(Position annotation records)
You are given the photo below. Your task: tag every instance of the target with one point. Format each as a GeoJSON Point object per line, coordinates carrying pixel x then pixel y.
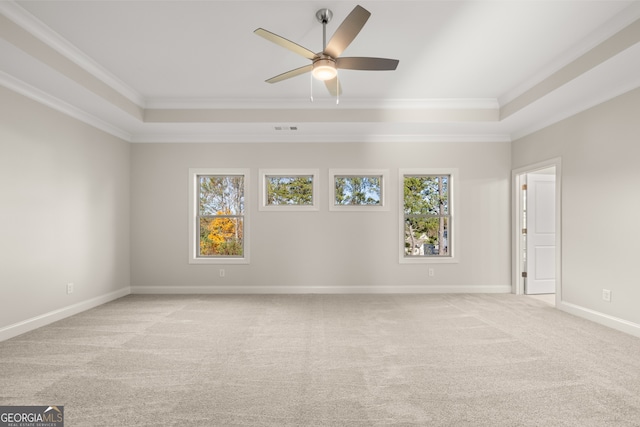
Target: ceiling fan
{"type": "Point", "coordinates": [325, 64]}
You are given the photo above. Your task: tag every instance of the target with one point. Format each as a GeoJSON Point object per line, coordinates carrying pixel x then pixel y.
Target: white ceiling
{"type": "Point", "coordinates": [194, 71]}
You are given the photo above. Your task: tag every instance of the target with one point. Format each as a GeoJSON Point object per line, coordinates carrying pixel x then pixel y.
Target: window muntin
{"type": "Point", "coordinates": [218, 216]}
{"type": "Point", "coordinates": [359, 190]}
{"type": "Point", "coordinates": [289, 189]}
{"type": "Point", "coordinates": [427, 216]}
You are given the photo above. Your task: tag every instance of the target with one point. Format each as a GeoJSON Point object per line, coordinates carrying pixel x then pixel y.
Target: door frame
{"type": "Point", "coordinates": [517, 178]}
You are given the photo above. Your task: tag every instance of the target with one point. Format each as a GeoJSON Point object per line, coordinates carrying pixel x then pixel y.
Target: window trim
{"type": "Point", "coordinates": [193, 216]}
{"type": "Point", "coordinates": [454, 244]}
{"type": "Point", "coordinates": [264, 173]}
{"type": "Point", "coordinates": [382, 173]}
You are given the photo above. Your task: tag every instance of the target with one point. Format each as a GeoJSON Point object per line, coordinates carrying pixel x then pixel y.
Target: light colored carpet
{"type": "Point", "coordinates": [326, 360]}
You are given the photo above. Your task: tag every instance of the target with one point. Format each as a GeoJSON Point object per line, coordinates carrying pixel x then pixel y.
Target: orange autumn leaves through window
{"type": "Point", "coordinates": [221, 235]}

AIM OF THE TASK – Copy out the listing exactly as it stands, but not the pictures.

THE RESPONSE –
You are given the photo below. Your task: tag every instance of the target with one point. Format each as a GeoJSON Point object per line, coordinates carrying pixel x then pixel y.
Target: ceiling fan
{"type": "Point", "coordinates": [325, 64]}
You are given the photo above. Your task: tag every instance of the target with one point. Format each as a GeoJSON Point object per line, coordinates carrying pixel x then pixel y.
Target: white ceiling
{"type": "Point", "coordinates": [194, 71]}
You are given the photo above. Your task: tag every instance of the target with one point. Format each as a GeoJSON Point object per line, coordinates carrying pixel x then pixel y.
Target: window muntin
{"type": "Point", "coordinates": [218, 216]}
{"type": "Point", "coordinates": [359, 190]}
{"type": "Point", "coordinates": [289, 189]}
{"type": "Point", "coordinates": [427, 216]}
You are given the photo above. Your task: tag every instance of the target with one point. Format each as a GeoJSON Point object per line, coordinates carrying pixel x then pixel y.
Target: door frame
{"type": "Point", "coordinates": [517, 178]}
You are given the photo above. Your task: tag every instance of the target with one point. Format each as a GeoJSON Point object per line, coordinates carrying pixel x then pixel y.
Target: window trim
{"type": "Point", "coordinates": [193, 216]}
{"type": "Point", "coordinates": [454, 244]}
{"type": "Point", "coordinates": [264, 173]}
{"type": "Point", "coordinates": [382, 173]}
You are given the photo above. Your task: tag every instance of the target with one point. Format each as a GeoJSON Point object per line, coordinates carrying pixel x then pixel y.
Target: light colored carpet
{"type": "Point", "coordinates": [326, 360]}
You are given the photo above. Your task: tag every instance of the target with one point. Format each as a GeoJSON Point object per line, coordinates carrying pixel x then pixel y.
Target: orange autumn leaves through window
{"type": "Point", "coordinates": [221, 235]}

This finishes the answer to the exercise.